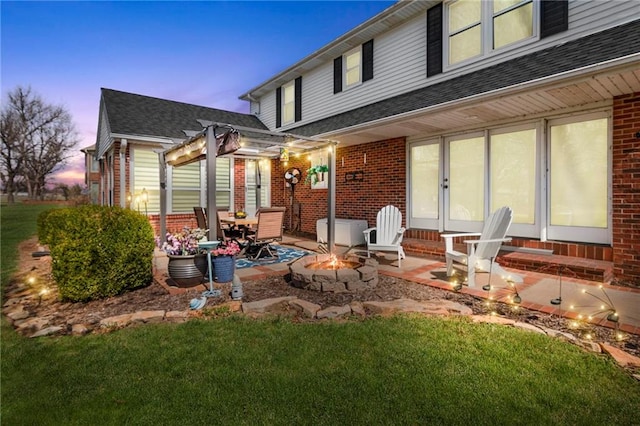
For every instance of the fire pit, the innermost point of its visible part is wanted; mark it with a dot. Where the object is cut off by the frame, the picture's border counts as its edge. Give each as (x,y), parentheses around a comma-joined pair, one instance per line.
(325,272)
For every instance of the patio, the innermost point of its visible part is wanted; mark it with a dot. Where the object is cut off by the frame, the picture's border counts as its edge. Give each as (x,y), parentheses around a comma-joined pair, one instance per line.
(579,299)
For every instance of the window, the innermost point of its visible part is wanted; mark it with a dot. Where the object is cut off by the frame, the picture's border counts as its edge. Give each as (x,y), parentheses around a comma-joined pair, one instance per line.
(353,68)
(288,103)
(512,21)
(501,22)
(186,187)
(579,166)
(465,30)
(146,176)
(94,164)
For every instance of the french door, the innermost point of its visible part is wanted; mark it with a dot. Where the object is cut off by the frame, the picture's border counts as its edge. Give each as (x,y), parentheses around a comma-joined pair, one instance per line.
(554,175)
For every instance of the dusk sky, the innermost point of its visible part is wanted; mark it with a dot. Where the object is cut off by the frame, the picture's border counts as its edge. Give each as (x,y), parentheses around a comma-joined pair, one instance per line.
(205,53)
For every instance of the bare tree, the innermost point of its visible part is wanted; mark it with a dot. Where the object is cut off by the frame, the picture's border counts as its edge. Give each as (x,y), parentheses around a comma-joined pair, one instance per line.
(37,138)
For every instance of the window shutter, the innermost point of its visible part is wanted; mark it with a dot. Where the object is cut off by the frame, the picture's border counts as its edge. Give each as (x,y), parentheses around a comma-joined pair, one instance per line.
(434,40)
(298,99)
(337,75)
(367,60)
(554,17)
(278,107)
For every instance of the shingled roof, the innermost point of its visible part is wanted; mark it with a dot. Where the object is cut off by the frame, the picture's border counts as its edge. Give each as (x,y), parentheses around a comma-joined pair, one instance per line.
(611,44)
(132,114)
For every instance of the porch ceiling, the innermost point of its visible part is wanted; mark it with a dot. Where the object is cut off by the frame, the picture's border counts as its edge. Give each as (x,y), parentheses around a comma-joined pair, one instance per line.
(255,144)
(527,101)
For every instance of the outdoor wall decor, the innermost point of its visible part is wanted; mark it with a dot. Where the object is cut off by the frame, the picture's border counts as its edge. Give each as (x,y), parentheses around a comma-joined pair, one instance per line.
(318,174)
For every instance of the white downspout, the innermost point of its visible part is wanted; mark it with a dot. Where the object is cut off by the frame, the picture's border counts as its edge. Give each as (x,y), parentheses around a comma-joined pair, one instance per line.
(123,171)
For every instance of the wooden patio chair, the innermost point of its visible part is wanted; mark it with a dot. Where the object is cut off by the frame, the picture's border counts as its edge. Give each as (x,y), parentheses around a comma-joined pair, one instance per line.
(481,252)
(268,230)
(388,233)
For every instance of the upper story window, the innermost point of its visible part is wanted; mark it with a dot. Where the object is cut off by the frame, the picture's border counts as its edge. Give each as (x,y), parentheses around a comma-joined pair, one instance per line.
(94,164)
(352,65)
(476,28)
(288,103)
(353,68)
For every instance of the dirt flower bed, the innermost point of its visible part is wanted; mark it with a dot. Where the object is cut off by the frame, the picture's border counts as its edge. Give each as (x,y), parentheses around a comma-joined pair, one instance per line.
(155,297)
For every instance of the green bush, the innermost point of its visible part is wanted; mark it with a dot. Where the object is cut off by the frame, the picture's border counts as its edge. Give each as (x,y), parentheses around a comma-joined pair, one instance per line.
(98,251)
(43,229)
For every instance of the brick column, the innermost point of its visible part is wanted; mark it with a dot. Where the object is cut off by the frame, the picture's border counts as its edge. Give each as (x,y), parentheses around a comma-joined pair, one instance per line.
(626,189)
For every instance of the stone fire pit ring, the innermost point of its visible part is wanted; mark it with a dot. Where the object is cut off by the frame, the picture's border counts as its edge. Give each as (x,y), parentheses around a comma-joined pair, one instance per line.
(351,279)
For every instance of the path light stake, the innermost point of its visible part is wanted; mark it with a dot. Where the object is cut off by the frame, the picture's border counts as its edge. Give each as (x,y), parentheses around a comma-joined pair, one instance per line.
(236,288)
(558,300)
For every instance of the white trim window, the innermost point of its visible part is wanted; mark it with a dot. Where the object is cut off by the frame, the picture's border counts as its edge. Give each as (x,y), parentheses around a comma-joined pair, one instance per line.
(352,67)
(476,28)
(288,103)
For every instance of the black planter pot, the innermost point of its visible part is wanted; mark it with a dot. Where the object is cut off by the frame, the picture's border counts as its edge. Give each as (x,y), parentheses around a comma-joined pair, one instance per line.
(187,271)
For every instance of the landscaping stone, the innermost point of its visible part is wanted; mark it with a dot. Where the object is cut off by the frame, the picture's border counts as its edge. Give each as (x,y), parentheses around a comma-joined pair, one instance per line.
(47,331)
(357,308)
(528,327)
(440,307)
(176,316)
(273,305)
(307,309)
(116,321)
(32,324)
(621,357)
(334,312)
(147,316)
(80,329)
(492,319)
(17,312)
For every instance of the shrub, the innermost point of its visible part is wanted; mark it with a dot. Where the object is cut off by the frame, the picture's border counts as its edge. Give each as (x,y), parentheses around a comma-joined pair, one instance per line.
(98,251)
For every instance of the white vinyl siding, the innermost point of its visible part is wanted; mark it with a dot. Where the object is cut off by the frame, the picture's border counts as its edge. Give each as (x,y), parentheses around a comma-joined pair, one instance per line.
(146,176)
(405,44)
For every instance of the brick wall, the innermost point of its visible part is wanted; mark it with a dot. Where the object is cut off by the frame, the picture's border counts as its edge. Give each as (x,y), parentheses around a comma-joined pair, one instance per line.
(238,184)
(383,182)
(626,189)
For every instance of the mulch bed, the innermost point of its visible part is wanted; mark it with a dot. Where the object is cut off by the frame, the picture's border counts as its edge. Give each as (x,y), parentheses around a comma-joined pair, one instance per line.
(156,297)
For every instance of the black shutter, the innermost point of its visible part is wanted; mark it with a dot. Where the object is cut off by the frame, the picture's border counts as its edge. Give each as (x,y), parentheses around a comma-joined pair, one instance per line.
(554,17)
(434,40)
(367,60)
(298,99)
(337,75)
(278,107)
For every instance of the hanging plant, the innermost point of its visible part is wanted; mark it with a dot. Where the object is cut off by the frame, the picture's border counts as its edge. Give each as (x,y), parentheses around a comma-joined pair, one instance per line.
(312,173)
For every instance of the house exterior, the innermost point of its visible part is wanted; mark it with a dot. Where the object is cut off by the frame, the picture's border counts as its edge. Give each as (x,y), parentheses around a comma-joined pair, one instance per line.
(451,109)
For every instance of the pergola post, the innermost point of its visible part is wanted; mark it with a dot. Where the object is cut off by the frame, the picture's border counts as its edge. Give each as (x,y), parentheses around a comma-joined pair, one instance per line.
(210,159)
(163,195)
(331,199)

- - -

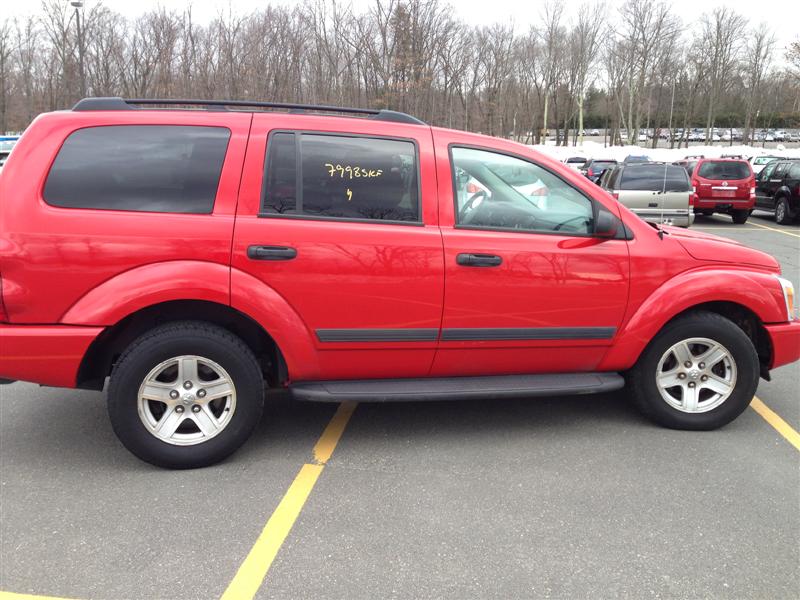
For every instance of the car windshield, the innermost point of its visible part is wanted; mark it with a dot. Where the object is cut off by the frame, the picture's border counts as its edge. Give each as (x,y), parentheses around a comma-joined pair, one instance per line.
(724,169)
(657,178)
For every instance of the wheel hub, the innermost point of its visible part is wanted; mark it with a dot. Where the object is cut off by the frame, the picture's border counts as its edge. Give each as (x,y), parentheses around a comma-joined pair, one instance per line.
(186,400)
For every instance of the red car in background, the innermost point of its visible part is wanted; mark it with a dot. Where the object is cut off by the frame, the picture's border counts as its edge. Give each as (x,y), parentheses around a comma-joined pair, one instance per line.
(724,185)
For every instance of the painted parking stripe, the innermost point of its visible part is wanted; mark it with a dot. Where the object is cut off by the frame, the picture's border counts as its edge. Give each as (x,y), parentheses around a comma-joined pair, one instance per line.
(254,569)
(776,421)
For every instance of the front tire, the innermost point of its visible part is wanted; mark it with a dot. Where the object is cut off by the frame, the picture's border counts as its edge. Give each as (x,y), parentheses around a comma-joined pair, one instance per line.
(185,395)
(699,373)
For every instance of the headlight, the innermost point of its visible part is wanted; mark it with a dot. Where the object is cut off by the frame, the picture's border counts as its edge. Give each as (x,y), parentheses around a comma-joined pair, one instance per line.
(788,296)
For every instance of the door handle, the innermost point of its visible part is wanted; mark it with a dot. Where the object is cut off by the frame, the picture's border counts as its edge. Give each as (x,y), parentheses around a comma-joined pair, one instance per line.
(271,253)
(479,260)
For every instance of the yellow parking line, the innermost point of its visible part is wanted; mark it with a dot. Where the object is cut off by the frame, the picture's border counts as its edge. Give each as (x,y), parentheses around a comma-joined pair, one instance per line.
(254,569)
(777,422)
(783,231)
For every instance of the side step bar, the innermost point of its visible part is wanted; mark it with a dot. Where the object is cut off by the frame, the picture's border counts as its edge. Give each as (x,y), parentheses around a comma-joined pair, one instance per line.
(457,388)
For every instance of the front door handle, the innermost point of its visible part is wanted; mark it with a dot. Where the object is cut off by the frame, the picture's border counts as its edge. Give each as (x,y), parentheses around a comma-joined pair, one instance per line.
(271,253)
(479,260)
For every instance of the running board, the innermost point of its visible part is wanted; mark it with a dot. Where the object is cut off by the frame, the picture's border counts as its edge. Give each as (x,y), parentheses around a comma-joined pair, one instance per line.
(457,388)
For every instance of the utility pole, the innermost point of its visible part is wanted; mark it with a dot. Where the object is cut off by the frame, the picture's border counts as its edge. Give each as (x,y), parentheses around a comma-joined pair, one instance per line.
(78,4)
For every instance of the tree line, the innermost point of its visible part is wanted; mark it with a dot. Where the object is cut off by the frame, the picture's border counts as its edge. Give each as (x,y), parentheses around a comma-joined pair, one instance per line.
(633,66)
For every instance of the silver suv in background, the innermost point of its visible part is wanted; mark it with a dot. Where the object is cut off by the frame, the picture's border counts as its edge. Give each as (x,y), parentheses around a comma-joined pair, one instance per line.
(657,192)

- - -

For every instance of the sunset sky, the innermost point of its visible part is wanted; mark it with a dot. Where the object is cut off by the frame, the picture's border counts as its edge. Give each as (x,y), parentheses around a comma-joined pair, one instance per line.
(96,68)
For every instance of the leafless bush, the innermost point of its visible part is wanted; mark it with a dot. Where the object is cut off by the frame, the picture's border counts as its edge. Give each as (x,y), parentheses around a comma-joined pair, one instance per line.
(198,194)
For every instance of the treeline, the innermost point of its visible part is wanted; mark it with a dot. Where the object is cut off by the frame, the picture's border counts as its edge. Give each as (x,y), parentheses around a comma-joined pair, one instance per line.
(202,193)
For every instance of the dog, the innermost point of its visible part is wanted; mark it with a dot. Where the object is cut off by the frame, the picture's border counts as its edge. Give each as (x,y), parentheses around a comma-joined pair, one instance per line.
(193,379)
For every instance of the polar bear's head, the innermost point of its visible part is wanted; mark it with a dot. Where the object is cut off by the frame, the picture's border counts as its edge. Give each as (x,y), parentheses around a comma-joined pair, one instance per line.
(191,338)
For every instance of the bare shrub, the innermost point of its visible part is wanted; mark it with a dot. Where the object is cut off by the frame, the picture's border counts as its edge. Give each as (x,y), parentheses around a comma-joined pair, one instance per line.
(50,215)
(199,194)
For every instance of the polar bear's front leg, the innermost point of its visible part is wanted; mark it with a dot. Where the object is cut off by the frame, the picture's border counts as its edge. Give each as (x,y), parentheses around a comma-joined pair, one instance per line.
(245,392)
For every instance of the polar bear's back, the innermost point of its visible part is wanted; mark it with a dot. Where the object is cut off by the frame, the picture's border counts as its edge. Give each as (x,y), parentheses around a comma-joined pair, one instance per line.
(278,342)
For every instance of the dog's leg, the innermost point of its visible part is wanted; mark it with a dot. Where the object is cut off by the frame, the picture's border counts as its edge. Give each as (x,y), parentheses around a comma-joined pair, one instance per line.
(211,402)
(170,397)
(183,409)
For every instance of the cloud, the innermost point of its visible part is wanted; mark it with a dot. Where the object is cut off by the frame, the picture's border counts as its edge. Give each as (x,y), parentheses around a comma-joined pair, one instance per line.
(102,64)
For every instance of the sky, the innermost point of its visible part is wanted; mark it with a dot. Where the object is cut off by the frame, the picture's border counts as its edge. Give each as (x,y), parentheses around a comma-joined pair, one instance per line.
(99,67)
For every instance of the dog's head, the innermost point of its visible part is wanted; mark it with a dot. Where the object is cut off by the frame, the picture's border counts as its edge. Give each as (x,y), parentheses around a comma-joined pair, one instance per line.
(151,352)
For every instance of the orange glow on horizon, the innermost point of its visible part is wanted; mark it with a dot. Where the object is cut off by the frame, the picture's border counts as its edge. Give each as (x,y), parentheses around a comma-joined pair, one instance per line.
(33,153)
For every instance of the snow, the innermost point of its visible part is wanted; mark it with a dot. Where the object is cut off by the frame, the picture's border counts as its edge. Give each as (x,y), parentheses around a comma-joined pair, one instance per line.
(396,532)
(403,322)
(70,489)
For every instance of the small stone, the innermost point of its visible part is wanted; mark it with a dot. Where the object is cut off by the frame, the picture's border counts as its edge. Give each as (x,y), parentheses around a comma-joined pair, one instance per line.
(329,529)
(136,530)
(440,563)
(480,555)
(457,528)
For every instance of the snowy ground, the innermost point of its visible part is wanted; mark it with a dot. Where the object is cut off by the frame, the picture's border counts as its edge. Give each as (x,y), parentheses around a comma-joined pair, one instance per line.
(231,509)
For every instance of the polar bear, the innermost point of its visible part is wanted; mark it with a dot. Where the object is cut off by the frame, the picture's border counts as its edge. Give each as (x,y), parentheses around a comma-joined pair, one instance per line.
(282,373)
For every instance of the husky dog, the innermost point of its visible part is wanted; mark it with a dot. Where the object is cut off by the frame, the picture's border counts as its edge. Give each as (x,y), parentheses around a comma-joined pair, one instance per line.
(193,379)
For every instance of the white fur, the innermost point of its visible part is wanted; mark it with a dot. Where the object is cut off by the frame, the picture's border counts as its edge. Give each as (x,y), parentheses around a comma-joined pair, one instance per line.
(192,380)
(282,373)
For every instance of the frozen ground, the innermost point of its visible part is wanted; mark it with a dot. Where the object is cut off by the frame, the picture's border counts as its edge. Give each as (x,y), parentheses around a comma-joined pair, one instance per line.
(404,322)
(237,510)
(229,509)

- - -

#### Exercise directions
Pull out every line of the entries above that contains the word "fire", matching case exactly.

#### Problem solution
For every instance of the fire pit, the innermost point of its visible part is wanted; mark it with a dot. Where the object is cut off by the frame, the picture's border counts as its edge. Give each as (x,y), parentheses around a comma-joined pair, one instance per line.
For every instance of the stone fire pit ring, the innermost point of its visible part is wanted; mark it with a dot. Where the object is cut off by the frame, the picture's border counts as its edge. Give each as (x,y), parentheses around a comma-joined pair, one instance per line.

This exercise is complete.